_SOURCE MATERIAL_
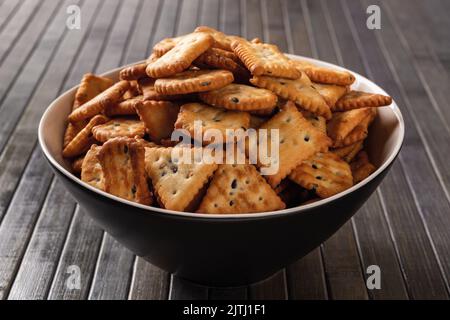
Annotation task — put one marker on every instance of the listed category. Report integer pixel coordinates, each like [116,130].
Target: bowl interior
[383,144]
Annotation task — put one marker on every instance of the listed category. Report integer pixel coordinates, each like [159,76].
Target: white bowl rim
[298,209]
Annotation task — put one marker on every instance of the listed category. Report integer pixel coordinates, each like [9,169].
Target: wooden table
[404,228]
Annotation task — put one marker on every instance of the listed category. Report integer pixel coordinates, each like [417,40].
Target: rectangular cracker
[299,140]
[159,118]
[211,118]
[239,188]
[99,103]
[299,90]
[176,183]
[264,59]
[326,173]
[123,164]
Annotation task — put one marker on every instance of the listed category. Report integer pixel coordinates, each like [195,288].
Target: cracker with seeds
[91,169]
[176,182]
[330,92]
[193,81]
[123,164]
[240,97]
[134,72]
[298,141]
[124,108]
[264,59]
[84,139]
[300,91]
[326,173]
[361,167]
[119,127]
[239,188]
[99,103]
[359,99]
[325,75]
[158,117]
[210,118]
[180,57]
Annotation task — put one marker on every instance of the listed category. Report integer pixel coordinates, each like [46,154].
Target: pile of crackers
[118,134]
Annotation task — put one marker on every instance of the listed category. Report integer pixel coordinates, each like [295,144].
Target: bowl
[223,250]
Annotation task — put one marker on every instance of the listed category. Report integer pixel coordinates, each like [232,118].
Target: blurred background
[50,249]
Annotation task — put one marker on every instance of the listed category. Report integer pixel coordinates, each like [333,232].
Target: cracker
[84,139]
[359,99]
[100,102]
[239,188]
[330,92]
[210,118]
[326,173]
[300,91]
[325,75]
[347,153]
[221,59]
[176,183]
[119,127]
[361,167]
[123,164]
[264,59]
[299,140]
[180,57]
[193,81]
[159,118]
[91,169]
[124,108]
[147,86]
[134,72]
[240,97]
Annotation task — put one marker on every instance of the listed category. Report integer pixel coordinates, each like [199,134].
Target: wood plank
[416,252]
[40,259]
[273,288]
[149,282]
[26,62]
[373,235]
[340,254]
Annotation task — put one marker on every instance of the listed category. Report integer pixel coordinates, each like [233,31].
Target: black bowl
[223,250]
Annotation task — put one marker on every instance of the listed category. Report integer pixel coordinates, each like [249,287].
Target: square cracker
[299,90]
[239,188]
[181,56]
[159,118]
[326,173]
[264,59]
[299,140]
[175,182]
[211,118]
[123,165]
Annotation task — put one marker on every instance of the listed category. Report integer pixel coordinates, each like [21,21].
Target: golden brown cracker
[210,118]
[193,81]
[359,99]
[119,127]
[298,140]
[239,188]
[123,164]
[325,75]
[264,59]
[159,118]
[84,139]
[240,97]
[180,57]
[99,103]
[91,169]
[176,182]
[326,173]
[361,167]
[300,91]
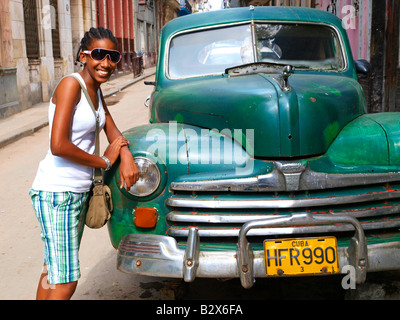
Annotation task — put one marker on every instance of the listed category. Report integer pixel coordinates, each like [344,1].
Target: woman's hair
[95,33]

_PROBLEM DESCRIPTION_
Reproduce verbatim the portion of the records that opens with the line containing "each like [344,1]." and runs through the end of the records, including that opening line.

_ANSWER TO THIS TASK_
Annotation task — put one marker on every instance of the listed category. Report integer pixel coordinates, each like [344,1].
Target: woman's hair
[95,33]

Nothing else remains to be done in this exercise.